> **TASK INSTRUCTIONS**
Reproduce each of the following lines verbatim, omitting any pictures from your answer.

> **RAW DATA**
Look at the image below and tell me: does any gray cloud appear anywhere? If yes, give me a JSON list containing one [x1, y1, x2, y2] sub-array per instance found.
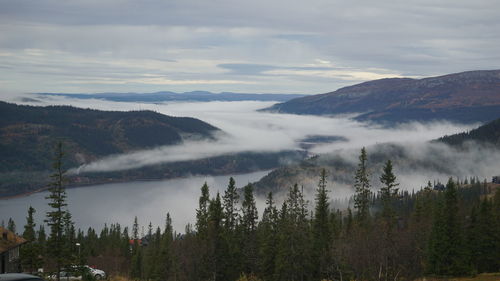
[[15, 96, 471, 175], [0, 0, 500, 95]]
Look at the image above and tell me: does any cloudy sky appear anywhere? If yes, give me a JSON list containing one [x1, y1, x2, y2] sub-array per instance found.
[[0, 0, 500, 96]]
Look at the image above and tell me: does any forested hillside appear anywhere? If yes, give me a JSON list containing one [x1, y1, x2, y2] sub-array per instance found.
[[8, 149, 500, 281], [0, 102, 220, 196], [268, 70, 500, 124], [439, 116, 500, 146], [0, 102, 218, 172]]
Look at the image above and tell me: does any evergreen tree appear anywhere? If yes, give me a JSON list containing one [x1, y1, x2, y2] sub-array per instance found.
[[7, 218, 16, 233], [45, 142, 67, 281], [275, 184, 311, 280], [223, 177, 239, 231], [427, 178, 469, 276], [241, 184, 259, 274], [257, 192, 278, 280], [380, 160, 399, 224], [132, 216, 139, 240], [379, 160, 399, 280], [223, 177, 242, 280], [354, 147, 371, 224], [20, 206, 42, 272], [471, 199, 500, 272], [312, 169, 333, 280], [196, 182, 213, 280], [196, 182, 210, 237], [207, 193, 227, 280]]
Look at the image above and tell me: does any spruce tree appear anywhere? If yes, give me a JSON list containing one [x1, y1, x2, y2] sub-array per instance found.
[[275, 184, 311, 280], [7, 218, 16, 233], [241, 184, 259, 274], [427, 178, 469, 276], [45, 142, 67, 281], [312, 169, 332, 280], [207, 193, 227, 280], [20, 206, 42, 272], [196, 182, 210, 238], [223, 177, 242, 280], [257, 192, 278, 280], [354, 147, 371, 224], [380, 160, 399, 224], [223, 177, 239, 231]]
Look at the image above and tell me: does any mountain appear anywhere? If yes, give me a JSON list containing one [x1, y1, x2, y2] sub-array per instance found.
[[437, 116, 500, 147], [38, 91, 304, 102], [0, 102, 219, 172], [0, 102, 220, 194], [0, 102, 306, 197], [266, 70, 500, 123], [254, 119, 500, 195]]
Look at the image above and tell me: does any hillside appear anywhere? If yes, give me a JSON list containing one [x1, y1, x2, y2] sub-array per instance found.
[[39, 91, 304, 102], [0, 102, 220, 196], [438, 116, 500, 146], [266, 70, 500, 123], [0, 102, 218, 172]]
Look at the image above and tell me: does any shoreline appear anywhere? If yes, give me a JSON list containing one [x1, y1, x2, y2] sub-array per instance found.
[[0, 169, 274, 201]]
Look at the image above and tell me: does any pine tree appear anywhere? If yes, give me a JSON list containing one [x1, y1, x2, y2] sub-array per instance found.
[[7, 218, 16, 233], [196, 182, 213, 280], [223, 177, 242, 280], [379, 160, 399, 280], [257, 192, 278, 280], [20, 206, 42, 272], [471, 199, 500, 272], [223, 177, 239, 231], [354, 147, 371, 224], [380, 160, 399, 224], [207, 193, 227, 280], [275, 184, 311, 280], [196, 182, 210, 237], [45, 142, 67, 281], [427, 178, 469, 276], [312, 169, 333, 280], [241, 184, 259, 274]]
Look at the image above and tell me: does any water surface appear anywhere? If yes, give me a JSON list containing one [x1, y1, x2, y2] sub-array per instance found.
[[0, 171, 269, 233]]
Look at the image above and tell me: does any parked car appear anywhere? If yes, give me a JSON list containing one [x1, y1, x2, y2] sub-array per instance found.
[[84, 265, 106, 280], [0, 273, 44, 281], [49, 271, 82, 281]]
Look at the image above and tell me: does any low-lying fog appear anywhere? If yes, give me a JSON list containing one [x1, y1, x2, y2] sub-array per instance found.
[[12, 96, 474, 172], [0, 96, 500, 231], [0, 171, 267, 233]]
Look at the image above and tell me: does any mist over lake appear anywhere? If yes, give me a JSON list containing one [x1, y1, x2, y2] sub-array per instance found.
[[0, 171, 268, 232]]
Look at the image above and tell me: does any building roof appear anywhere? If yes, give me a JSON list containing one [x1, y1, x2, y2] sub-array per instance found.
[[0, 273, 43, 281], [0, 226, 27, 254]]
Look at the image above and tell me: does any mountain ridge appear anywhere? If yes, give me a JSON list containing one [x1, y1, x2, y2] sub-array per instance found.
[[37, 91, 304, 102], [265, 70, 500, 123]]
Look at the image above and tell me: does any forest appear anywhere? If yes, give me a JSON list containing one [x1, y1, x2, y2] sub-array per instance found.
[[7, 145, 500, 281]]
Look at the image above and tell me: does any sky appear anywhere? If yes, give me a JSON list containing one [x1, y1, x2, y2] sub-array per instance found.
[[0, 0, 500, 96]]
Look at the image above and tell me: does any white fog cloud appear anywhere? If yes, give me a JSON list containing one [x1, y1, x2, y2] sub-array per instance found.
[[15, 96, 474, 175]]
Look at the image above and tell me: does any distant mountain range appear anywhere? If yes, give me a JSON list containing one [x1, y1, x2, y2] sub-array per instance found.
[[437, 119, 500, 145], [0, 102, 306, 197], [254, 116, 500, 195], [38, 91, 304, 102], [0, 102, 219, 172], [266, 70, 500, 123]]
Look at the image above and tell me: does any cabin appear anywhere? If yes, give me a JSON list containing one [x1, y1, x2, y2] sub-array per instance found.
[[491, 176, 500, 184], [0, 226, 27, 274], [434, 182, 446, 191]]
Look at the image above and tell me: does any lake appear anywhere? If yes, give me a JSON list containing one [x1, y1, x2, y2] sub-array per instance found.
[[0, 171, 269, 233]]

> **SOLUTION TO THIS EXERCISE**
Look at the image below and tell me: does any gray cloud appear anywhere? If yes, give me a JSON list containing one [x1, y1, x2, y2] sub-array per instance found.
[[15, 96, 471, 175], [0, 0, 500, 95]]
Look at the image above and tell me: does any cloudy sky appear anywhere? If yes, give me a JSON list containing one [x1, y1, x2, y2] sub-array per instance found.
[[0, 0, 500, 96]]
Look at the image above and tell me: does any forested hillside appear anywhere? If yes, give me a JSON list containing one [x1, y1, x2, y2] sub-array per instance found.
[[8, 149, 500, 281], [0, 102, 220, 196], [268, 70, 500, 124], [439, 116, 500, 146], [0, 102, 218, 172]]
Look at the image above and tell me: does any evergreen tree appear anywhere? If yes, give me a JSON list containing one [x1, y1, x2, y2] sub-array per instance found.
[[7, 218, 16, 233], [45, 142, 67, 281], [275, 184, 311, 280], [223, 177, 239, 231], [427, 178, 469, 276], [241, 184, 259, 274], [257, 192, 278, 280], [380, 160, 399, 224], [132, 216, 139, 240], [379, 160, 399, 280], [223, 177, 242, 280], [354, 147, 371, 224], [20, 206, 42, 272], [471, 199, 500, 272], [312, 169, 333, 280], [196, 182, 213, 280], [196, 182, 210, 237], [207, 193, 227, 280]]
Look at the image above and tell me: does any spruce tree appear anywhere? If yes, give me a JSON list containing one [x1, y1, x2, y2] sub-array per instance found.
[[275, 184, 311, 280], [7, 218, 16, 233], [241, 184, 259, 274], [427, 178, 469, 276], [45, 142, 67, 281], [312, 169, 332, 280], [207, 193, 227, 280], [20, 206, 42, 272], [196, 182, 210, 238], [223, 177, 242, 280], [257, 192, 278, 280], [354, 147, 371, 224], [380, 160, 399, 224], [223, 177, 239, 231]]
Look at the image above and tell me: does any mountain appear anywhere? If yes, give me a JSON list containing one [x1, y1, x2, y2] sub-array per instance found.
[[437, 116, 500, 147], [38, 91, 304, 102], [0, 102, 219, 172], [0, 102, 220, 194], [0, 102, 306, 197], [266, 70, 500, 123], [254, 119, 500, 195]]
Look at the image above and tell me: does any hillside appear anywhere? If yes, give me a JSON list containing one [x1, y1, x2, y2] sub-array per instance found.
[[39, 91, 304, 102], [0, 102, 220, 196], [438, 116, 500, 146], [266, 70, 500, 123], [0, 102, 218, 172]]
Look at the image above and tell me: does any shoreline appear anywhere? If yes, give me a JSON list containing one [x1, y1, x2, y2] sub-array per instance found.
[[0, 169, 274, 201]]
Look at the image above and tell me: does any pine tree appear anywhere? If yes, give me a JSON list containing one [x1, y1, x2, y2] sub-array per instance found.
[[7, 218, 16, 233], [196, 182, 213, 280], [223, 177, 242, 280], [379, 160, 399, 280], [257, 192, 278, 280], [20, 206, 42, 272], [471, 199, 500, 272], [223, 177, 239, 231], [354, 147, 371, 224], [380, 160, 399, 224], [207, 193, 227, 280], [275, 184, 311, 280], [196, 182, 210, 237], [45, 142, 67, 281], [427, 178, 469, 276], [312, 169, 333, 280], [241, 184, 259, 274]]
Look at the image above and tell me: does any water surface appear anywhere? If yes, give me a JSON list containing one [x1, y1, x2, y2] sub-array per instance found.
[[0, 171, 269, 233]]
Look at the image above and tell me: does any parked car appear anywhere? If yes, give me a JSON list containing one [x1, y1, x2, y2] sub-array per instance found.
[[84, 265, 106, 280], [0, 273, 44, 281], [49, 271, 82, 281]]
Look at the image above and tell me: does any low-lying fog appear anywhere? If yes, give me a JSON list containing one [x1, y1, x2, y2] sub-array per instance found.
[[12, 96, 474, 172], [0, 96, 500, 231], [0, 171, 267, 233]]
Look at the image above and tell me: does any mist over lake appear anywhere? If yes, give me a JSON list containing one [x1, y1, x2, y2] sub-array per instance found.
[[0, 171, 268, 232]]
Look at the image above and tell me: does any building roof appear anywhere? If yes, give me a JSON list containing one [x1, y1, x2, y2] sub-array per instance found.
[[0, 273, 43, 281], [0, 226, 27, 254]]
Look at the image above and tell me: does any mountain ridge appear anywhere? If yes, give me a JSON list containing one [x1, y1, x2, y2] sub-array per instance found.
[[37, 91, 304, 102], [265, 70, 500, 123]]
Look at the image above and tell me: does any forest appear anywhere? If yes, give me a JSON list containing one [x1, y1, x2, y2] sub-array per instance found.
[[7, 145, 500, 281]]
Look at the image above and tell me: does any sky appear anywhere? If yes, give me a JSON list containing one [x1, y1, x2, y2] sub-array per instance found.
[[0, 0, 500, 96]]
Look at the image above and tell me: does any white fog cloud appear anywhere? If yes, give me a JSON list containing one [x1, y1, x2, y2] sub-array per instance found.
[[15, 96, 474, 175]]
Look at the image above and tell me: does any distant mountain range appear anywhere? If yes, give me a JSON list containing one [x1, y1, x2, y2] sub-array per instance found.
[[437, 119, 500, 145], [0, 102, 306, 197], [254, 116, 500, 195], [38, 91, 304, 102], [0, 102, 219, 172], [266, 70, 500, 123]]
Look at the image above and tell me: does any cabin appear anywhere? If yes, give me a JSON list containing one [x1, y1, x2, y2] sub-array per instance found.
[[491, 176, 500, 184], [0, 226, 27, 274], [434, 182, 446, 191]]
Look at the image above and tell me: does any lake appear anywhere? If yes, give me a JSON list containing one [x1, y1, x2, y2] sub-array per instance found.
[[0, 171, 269, 233]]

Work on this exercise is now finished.